• _WHAT THE TASK ASKS_:
In the listing that follows, the range to quote begins at the line that has "Where can the concrete" and ends after the line that has "Where can the small"; quote it verbatim and add nothing.

• _INFORMATION GIVEN_:

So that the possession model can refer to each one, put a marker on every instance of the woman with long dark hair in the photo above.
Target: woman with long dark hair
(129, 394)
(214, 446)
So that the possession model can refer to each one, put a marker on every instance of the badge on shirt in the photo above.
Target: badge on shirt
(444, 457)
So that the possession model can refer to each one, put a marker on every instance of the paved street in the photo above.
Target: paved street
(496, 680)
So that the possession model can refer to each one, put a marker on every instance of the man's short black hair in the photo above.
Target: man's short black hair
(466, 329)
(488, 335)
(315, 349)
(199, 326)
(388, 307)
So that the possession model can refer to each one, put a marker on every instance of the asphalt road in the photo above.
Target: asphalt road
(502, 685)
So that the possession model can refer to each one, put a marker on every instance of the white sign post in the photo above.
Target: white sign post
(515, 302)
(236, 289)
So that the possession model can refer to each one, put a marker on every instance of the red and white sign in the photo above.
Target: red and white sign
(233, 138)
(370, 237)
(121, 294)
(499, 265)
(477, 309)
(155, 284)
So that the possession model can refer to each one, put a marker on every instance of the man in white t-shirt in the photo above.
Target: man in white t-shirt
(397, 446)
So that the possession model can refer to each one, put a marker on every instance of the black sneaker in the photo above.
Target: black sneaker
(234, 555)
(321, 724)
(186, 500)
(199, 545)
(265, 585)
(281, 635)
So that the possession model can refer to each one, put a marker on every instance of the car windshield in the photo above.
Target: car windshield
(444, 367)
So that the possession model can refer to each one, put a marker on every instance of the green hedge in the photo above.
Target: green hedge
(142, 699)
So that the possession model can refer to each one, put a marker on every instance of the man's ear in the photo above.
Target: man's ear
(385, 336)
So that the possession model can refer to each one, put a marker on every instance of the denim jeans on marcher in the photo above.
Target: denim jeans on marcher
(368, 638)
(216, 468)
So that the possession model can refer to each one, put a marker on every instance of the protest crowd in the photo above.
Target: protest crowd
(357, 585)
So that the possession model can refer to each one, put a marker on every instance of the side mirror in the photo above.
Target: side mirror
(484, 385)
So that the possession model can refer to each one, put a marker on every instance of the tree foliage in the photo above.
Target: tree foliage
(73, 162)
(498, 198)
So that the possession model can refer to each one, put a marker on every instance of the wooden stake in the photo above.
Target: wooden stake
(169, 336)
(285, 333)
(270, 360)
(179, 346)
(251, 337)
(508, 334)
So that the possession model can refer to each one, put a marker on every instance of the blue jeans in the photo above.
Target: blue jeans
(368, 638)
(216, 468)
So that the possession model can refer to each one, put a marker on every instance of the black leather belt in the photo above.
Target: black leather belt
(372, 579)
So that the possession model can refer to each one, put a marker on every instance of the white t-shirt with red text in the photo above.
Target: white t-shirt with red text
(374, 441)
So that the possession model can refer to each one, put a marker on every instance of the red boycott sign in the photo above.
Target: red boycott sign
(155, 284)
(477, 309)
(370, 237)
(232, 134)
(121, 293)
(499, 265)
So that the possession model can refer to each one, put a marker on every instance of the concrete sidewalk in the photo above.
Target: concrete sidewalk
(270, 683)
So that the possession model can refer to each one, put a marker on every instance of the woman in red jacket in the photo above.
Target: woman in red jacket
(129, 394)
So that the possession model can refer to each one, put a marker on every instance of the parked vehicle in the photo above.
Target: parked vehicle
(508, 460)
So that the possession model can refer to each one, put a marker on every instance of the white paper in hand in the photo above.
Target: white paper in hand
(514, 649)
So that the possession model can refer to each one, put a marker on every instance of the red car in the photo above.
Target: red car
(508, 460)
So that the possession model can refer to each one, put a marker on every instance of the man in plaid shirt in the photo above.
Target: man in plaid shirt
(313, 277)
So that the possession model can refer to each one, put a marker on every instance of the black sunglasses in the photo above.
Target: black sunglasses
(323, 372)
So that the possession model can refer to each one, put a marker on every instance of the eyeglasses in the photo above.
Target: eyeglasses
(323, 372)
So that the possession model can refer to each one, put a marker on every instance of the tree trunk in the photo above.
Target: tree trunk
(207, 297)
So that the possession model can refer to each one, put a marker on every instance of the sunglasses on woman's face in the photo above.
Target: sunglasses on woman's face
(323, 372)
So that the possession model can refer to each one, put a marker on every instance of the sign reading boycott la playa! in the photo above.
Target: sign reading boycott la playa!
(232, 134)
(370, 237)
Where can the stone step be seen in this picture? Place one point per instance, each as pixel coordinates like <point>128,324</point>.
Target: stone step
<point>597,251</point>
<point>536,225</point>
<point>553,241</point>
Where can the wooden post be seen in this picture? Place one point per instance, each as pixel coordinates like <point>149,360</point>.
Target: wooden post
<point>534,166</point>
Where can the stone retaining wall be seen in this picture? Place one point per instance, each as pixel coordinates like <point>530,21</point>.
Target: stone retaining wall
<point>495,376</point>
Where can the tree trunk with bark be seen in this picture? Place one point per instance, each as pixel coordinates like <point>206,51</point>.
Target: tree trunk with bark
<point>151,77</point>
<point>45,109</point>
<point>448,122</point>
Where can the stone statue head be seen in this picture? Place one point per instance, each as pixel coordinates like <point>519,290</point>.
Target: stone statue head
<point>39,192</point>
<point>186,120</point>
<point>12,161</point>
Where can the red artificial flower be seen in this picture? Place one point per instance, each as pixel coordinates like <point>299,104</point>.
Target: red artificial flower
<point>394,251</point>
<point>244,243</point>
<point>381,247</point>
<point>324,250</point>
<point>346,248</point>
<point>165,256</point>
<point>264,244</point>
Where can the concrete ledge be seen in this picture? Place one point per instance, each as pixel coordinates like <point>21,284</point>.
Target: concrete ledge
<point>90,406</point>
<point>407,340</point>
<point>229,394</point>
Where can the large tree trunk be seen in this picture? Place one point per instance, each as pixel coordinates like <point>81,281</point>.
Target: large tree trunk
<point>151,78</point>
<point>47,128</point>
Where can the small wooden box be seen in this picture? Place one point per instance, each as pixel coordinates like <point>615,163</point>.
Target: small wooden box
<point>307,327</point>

• _WORKED SOLUTION_:
Where can the concrete ledge be seen in this picture? Place one point per instance, each as pixel coordinates like <point>21,284</point>.
Target: concrete ledge
<point>90,406</point>
<point>407,340</point>
<point>229,394</point>
Where can the large tree trunk be seen in this picture? Place one point per instance, each as pixel coordinates like <point>81,281</point>.
Target: large tree trunk
<point>151,78</point>
<point>47,128</point>
Where can the small wooden box be seen in this picture? Place one point per instance, each as pixel coordinates like <point>615,163</point>.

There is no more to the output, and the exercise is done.